--- Directive ---
Switch each occurrence of "pin" to "marker" throughout the records below, and leave all other text unchanged.

--- Provided records ---
________________________

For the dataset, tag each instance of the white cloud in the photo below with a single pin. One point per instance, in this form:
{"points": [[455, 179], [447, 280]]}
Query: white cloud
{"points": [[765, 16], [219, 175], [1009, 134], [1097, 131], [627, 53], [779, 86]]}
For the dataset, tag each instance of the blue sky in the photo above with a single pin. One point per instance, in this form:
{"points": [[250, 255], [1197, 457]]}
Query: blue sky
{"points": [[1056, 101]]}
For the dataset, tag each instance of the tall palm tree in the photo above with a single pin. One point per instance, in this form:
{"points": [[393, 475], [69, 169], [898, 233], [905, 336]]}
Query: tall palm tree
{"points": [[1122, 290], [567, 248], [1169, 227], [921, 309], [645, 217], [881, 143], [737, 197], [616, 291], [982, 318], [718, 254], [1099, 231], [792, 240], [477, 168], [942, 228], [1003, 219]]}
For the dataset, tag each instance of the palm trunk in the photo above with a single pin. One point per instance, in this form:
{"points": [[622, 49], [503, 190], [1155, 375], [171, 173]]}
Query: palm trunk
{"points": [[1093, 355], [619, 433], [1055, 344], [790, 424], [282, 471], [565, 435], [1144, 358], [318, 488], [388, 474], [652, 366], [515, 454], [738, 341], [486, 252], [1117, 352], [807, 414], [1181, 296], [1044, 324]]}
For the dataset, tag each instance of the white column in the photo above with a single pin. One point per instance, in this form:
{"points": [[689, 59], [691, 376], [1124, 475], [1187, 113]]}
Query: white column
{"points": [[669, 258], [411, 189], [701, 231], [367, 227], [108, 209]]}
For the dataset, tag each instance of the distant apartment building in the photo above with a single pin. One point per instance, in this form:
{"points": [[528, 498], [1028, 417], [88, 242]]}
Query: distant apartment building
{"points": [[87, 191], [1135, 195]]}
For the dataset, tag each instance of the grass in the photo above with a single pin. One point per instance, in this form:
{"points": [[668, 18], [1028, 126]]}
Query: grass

________________________

--- Worked answer ---
For the dataset, tag each instance of the white cloud in the photo below with a single marker. One point per instance, in this form:
{"points": [[455, 179], [447, 280]]}
Query: white cloud
{"points": [[765, 16], [219, 175], [1009, 134], [1097, 131], [627, 53], [779, 86]]}
For the dataset, tag each instance of the blue sky in the photo above with a single marker. One point per instance, in this form:
{"points": [[250, 255], [1197, 457]]}
Query: blue sky
{"points": [[1056, 101]]}
For the dataset, tag each instance of the tall palm tree in the photo above with a single marker. One point per instance, in this form:
{"points": [[393, 475], [69, 169], [898, 233], [905, 336]]}
Query: tall palm tree
{"points": [[1122, 290], [567, 248], [1169, 227], [921, 309], [645, 217], [881, 143], [737, 197], [616, 291], [982, 318], [718, 254], [1099, 231], [792, 240], [477, 168], [942, 228], [1003, 219]]}
For the dataset, tag each instance of the palm trunk in the photo above with a single marker. One point per instance, in this form:
{"points": [[622, 49], [503, 190], [1155, 375], [171, 173]]}
Query: palm trunk
{"points": [[1093, 355], [619, 433], [1055, 344], [790, 424], [282, 471], [565, 435], [1144, 358], [318, 488], [388, 474], [652, 366], [515, 454], [738, 341], [486, 252], [1117, 352], [807, 414], [1181, 296], [1044, 324]]}
For the dataset, tag each instance of the white column in the photo above with a single marker. One point per instance, in this form:
{"points": [[689, 59], [691, 376], [1124, 475], [1187, 113]]}
Query: white column
{"points": [[669, 258], [411, 189], [701, 231], [367, 227], [108, 209]]}
For the dataset, tag each instance of the distant apartment building in the photo above with a single marker. One point per instance, in this form:
{"points": [[528, 498], [1028, 417], [88, 242]]}
Query: distant apartment building
{"points": [[87, 191], [1135, 195]]}
For the dataset, tag each instance of the grass in the photo above with a single marker. One point per instance, in this form:
{"points": [[668, 18], [1028, 126]]}
Query: grass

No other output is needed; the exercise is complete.